[SOURCE RECORDS — start]

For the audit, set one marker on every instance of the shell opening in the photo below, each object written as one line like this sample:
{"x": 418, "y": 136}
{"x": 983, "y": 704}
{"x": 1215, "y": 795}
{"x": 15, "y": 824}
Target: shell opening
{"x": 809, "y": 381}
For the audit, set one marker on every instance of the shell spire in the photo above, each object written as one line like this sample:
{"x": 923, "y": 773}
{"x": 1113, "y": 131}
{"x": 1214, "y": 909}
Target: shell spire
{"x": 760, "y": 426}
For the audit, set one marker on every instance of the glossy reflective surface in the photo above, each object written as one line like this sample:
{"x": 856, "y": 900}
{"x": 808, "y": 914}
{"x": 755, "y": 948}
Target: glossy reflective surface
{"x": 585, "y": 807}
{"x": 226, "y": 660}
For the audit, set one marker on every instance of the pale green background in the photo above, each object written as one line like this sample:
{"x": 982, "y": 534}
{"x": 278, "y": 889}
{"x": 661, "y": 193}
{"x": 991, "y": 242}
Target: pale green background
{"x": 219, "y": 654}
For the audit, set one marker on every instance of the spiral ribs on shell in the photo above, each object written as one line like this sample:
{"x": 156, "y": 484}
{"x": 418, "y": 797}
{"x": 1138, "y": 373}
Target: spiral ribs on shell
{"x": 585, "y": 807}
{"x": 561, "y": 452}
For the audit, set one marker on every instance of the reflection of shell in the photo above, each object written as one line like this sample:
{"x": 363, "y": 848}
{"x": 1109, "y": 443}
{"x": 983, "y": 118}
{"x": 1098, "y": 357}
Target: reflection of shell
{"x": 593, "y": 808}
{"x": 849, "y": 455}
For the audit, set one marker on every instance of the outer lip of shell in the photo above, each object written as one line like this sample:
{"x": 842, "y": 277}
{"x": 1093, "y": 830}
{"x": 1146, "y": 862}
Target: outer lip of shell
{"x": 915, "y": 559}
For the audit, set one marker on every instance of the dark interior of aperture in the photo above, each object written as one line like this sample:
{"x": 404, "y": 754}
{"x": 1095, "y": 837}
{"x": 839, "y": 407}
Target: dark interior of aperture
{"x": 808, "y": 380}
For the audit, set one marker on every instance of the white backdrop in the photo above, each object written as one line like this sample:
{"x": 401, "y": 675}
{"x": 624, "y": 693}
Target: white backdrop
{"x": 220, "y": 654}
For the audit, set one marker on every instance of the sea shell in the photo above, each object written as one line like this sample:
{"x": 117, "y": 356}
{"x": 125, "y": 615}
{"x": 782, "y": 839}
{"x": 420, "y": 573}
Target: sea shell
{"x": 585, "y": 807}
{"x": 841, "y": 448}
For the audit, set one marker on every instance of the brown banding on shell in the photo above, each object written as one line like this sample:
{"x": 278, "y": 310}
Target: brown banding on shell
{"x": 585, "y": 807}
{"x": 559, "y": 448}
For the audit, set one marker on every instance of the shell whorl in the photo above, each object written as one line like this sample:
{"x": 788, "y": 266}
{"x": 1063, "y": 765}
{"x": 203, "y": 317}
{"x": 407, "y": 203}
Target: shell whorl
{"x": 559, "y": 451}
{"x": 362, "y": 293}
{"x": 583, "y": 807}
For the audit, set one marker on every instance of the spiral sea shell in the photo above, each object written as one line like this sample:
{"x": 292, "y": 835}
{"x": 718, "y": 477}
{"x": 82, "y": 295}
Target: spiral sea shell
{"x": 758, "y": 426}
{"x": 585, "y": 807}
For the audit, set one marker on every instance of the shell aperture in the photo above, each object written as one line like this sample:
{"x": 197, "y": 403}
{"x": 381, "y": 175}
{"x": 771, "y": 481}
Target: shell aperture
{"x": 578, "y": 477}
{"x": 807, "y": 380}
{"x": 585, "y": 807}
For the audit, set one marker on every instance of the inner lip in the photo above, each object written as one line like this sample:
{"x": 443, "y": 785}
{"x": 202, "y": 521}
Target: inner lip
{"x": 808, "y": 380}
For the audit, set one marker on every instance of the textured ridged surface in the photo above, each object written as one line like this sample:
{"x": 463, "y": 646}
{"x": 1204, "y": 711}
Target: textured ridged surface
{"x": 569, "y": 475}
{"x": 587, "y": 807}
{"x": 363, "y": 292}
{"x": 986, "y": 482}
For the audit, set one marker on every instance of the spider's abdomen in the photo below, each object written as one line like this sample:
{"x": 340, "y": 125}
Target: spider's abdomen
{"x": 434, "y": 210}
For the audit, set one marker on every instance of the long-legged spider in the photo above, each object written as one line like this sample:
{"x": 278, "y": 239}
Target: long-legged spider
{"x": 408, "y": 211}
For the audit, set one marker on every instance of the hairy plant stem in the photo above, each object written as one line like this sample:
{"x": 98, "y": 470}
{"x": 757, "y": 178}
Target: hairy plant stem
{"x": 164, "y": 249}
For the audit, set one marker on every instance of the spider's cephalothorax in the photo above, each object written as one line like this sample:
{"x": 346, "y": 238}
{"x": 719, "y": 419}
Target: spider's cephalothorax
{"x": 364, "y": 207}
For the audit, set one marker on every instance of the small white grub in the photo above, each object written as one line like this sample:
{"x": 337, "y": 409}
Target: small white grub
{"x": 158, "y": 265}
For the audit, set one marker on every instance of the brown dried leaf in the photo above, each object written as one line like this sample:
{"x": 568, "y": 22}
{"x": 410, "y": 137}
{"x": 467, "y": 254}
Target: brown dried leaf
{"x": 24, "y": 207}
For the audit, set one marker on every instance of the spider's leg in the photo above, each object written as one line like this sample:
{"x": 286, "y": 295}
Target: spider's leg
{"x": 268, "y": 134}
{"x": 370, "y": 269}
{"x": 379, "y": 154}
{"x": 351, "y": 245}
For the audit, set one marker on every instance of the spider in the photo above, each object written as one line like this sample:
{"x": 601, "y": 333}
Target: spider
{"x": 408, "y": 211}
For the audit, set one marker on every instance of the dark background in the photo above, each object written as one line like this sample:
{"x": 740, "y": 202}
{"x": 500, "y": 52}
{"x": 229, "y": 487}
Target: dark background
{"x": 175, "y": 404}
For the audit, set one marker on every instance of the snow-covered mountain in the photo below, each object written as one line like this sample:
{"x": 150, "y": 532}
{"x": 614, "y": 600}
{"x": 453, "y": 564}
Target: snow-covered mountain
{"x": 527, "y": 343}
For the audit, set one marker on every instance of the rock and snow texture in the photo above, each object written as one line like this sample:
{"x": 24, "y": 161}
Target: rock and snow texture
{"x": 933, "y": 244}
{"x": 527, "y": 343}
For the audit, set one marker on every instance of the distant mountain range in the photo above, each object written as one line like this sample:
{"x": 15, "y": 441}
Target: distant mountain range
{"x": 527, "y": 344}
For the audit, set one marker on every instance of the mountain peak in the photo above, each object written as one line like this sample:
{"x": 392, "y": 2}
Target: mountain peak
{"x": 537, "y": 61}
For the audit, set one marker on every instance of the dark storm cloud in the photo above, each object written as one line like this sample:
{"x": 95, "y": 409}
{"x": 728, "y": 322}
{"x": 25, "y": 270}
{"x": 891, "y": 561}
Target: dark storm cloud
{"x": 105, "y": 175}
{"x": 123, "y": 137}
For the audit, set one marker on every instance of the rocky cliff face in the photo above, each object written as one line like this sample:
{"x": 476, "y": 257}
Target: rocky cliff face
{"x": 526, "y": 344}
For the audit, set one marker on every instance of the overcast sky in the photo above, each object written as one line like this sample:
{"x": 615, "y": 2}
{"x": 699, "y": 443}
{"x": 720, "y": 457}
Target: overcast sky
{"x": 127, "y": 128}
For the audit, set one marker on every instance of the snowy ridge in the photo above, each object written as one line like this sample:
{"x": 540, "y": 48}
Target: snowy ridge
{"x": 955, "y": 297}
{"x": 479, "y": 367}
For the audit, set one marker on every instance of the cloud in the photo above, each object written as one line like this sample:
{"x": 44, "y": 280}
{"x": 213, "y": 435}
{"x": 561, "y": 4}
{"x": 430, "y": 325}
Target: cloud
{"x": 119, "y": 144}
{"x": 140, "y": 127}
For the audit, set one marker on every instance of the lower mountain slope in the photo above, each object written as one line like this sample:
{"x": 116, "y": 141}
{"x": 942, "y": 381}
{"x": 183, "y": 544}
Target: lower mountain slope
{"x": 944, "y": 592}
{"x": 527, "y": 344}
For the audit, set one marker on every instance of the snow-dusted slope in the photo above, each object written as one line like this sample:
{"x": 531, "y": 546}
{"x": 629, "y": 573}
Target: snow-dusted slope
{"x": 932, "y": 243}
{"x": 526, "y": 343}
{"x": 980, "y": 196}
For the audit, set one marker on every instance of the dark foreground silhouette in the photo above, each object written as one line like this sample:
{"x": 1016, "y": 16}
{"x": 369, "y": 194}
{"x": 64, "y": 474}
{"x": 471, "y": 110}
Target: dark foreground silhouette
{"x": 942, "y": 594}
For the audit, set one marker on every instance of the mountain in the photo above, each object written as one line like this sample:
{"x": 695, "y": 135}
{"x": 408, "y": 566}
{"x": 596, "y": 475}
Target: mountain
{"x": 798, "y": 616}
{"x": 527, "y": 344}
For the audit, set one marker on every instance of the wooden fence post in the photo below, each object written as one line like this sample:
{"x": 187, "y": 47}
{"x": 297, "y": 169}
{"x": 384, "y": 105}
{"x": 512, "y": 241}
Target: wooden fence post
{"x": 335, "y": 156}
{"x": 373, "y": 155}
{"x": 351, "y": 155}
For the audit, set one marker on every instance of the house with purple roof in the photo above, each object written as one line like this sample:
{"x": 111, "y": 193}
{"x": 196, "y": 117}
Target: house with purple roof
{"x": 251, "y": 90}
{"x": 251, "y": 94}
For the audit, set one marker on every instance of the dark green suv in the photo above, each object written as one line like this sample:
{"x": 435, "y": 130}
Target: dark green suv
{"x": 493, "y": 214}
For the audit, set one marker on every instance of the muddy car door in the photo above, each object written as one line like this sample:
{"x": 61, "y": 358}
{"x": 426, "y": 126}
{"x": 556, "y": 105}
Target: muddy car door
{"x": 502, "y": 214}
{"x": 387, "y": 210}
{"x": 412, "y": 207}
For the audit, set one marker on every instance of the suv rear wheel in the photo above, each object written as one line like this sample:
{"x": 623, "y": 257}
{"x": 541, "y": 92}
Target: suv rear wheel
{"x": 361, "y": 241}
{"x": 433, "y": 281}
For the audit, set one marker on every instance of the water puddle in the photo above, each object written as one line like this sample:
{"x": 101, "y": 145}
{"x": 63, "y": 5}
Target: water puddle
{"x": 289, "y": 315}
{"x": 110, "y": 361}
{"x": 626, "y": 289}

[SOURCE RECORDS — finish]

> _ASSIGNMENT_: Among the lines of the data, some may contain the string "below"; report how many, and nothing more.

> _RESULT OF THIS TASK_: 4